## AIM OF THE EXERCISE
With the pictures excluded, reproduce all of the data exactly.

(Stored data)
┌──

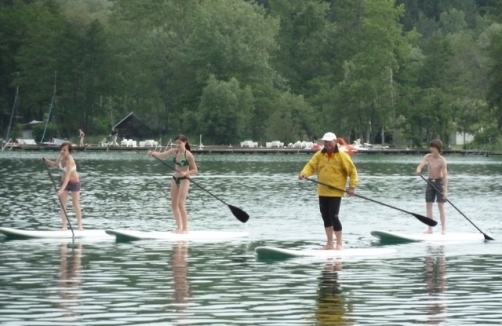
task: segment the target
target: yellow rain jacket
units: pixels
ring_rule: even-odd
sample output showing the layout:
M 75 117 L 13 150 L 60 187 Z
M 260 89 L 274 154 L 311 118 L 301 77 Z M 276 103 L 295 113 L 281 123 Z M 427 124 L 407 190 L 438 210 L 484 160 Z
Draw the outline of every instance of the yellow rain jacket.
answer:
M 352 162 L 349 154 L 340 151 L 334 152 L 331 157 L 328 157 L 325 150 L 318 151 L 300 173 L 305 174 L 307 178 L 315 173 L 319 182 L 340 189 L 347 187 L 347 177 L 350 178 L 350 187 L 356 187 L 358 182 L 354 162 Z M 345 192 L 319 184 L 317 186 L 317 195 L 343 197 Z

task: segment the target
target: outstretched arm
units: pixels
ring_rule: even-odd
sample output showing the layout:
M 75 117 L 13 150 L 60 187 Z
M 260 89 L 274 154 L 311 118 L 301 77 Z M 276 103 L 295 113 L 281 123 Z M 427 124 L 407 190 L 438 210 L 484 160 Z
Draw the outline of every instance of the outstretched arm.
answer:
M 166 156 L 169 156 L 169 155 L 173 155 L 174 153 L 176 153 L 178 149 L 177 148 L 171 148 L 165 152 L 155 152 L 155 151 L 148 151 L 147 155 L 148 156 L 156 156 L 158 158 L 164 158 Z
M 303 180 L 303 179 L 310 177 L 312 174 L 314 174 L 314 172 L 316 171 L 317 166 L 319 164 L 319 154 L 318 153 L 315 153 L 314 156 L 312 156 L 312 158 L 308 161 L 308 163 L 305 164 L 302 171 L 298 175 L 298 179 Z
M 57 158 L 57 160 L 55 160 L 55 161 L 51 161 L 45 157 L 42 157 L 42 161 L 44 161 L 44 163 L 47 164 L 48 166 L 50 166 L 51 168 L 55 168 L 58 166 L 59 162 L 61 161 L 61 156 L 59 156 Z
M 420 173 L 422 173 L 422 168 L 425 165 L 427 165 L 428 162 L 429 162 L 429 154 L 426 154 L 418 164 L 417 169 L 415 170 L 415 174 L 419 175 Z

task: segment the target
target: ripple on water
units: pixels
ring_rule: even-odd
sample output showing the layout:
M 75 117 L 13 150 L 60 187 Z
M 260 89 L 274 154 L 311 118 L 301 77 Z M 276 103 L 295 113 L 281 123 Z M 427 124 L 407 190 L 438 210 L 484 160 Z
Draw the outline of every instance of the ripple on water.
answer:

└──

## TASK RESPONSE
task: segment the target
target: yellow rain jacket
units: pixels
ring_rule: even-odd
sample output showing the layout:
M 75 117 L 13 150 L 60 187 Z
M 260 89 L 274 154 L 311 118 L 301 77 Z M 276 103 L 295 113 L 281 123 Z M 427 124 L 407 190 L 438 210 L 484 160 Z
Draw the outline of every instance of the yellow rain jacket.
answer:
M 352 162 L 349 154 L 340 151 L 334 152 L 331 157 L 328 157 L 325 150 L 318 151 L 300 173 L 305 174 L 307 178 L 315 173 L 319 182 L 340 189 L 347 187 L 347 177 L 350 178 L 350 187 L 356 187 L 358 182 L 354 162 Z M 345 192 L 319 184 L 317 186 L 317 195 L 343 197 Z

task: segment the target
target: outstretched arm
units: pixels
ring_rule: even-odd
sample output showing the layout:
M 75 117 L 13 150 L 60 187 Z
M 260 89 L 274 154 L 311 118 L 301 77 Z M 276 103 L 295 113 L 281 123 Z M 427 124 L 407 190 L 438 210 L 484 160 Z
Draw the outline of every instance of the outstretched arm.
answer:
M 166 156 L 169 156 L 169 155 L 173 155 L 174 153 L 176 153 L 178 149 L 177 148 L 171 148 L 165 152 L 155 152 L 155 151 L 148 151 L 147 155 L 148 156 L 156 156 L 158 158 L 164 158 Z
M 303 180 L 303 179 L 310 177 L 312 174 L 314 174 L 314 172 L 316 171 L 317 166 L 319 164 L 319 154 L 318 153 L 315 153 L 314 156 L 312 156 L 312 158 L 308 161 L 308 163 L 305 164 L 302 171 L 298 175 L 298 179 Z
M 57 158 L 57 160 L 55 160 L 55 161 L 51 161 L 45 157 L 42 157 L 42 161 L 44 161 L 44 163 L 47 164 L 48 166 L 50 166 L 51 168 L 55 168 L 58 166 L 59 162 L 61 161 L 61 156 L 59 156 Z
M 420 173 L 422 173 L 422 168 L 425 165 L 427 165 L 428 162 L 429 162 L 429 154 L 426 154 L 418 164 L 417 169 L 415 170 L 415 174 L 419 175 Z

task: segment the target
target: ripple on water
units: pixels
ring_rule: even-odd
sample output showing the layout:
M 75 117 L 13 150 L 60 187 Z
M 260 89 L 274 154 L 311 118 L 301 77 Z M 276 103 L 295 113 L 281 123 Z M 427 124 L 407 190 L 438 210 L 484 160 Z
Draw the outline of every instance of the ripple on water.
answer:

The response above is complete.